The input ::
* * * * * * *
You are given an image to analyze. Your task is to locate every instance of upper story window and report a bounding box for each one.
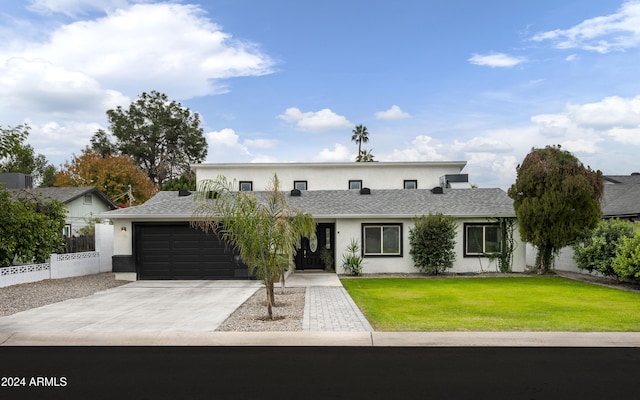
[240,181,253,192]
[464,224,502,256]
[349,180,362,190]
[362,224,402,256]
[404,179,418,189]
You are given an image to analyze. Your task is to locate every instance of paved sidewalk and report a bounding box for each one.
[302,286,373,332]
[286,271,373,332]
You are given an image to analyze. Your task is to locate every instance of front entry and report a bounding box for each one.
[296,224,336,270]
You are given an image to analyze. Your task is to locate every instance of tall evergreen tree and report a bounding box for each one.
[508,146,604,273]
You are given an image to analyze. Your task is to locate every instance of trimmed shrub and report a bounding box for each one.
[409,213,457,275]
[613,234,640,281]
[572,219,635,279]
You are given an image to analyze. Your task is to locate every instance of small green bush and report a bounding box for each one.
[573,219,635,278]
[613,234,640,281]
[409,213,457,275]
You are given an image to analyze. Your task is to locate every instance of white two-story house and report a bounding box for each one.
[102,161,525,279]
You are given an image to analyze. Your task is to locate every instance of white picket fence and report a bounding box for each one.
* * * * * * *
What you need to do :: Copy every record above word for word, leaving out the pictures.

Complete output ::
You are given an image to analyze. Your task is to locate every instance of upper story window and report a bounding box for each one.
[240,181,253,192]
[464,224,502,256]
[349,180,362,190]
[362,224,402,256]
[404,179,418,189]
You are given an image to analyze. Your task is to locate every instance of paved sidewalk and report a bounding box for each one.
[302,286,373,332]
[286,271,373,332]
You are given an image to analyze. Your task is to locate every instance of front entry and report a bounding box for each one.
[296,224,336,270]
You are given an image to analyze. Your task is to locate every instance of tall evergreen tree and report a bounding box for each one.
[508,146,604,273]
You are given an image to analyze. Your task is to locate every instance of trimmed shrub and report a bounding box for each one.
[409,213,457,275]
[613,234,640,281]
[572,219,635,279]
You are given an image to analyze. Your task is to locate every instance of small green bush and report a bounding box for each one.
[573,219,635,278]
[613,234,640,281]
[409,213,457,275]
You are given an image to analyze. Your task is to locate every instance of white two-story house and report a bounding box for each one.
[102,161,525,279]
You are given an image to analyze. Your task is to locate every instance of white picket fence and report a bounding box for each one.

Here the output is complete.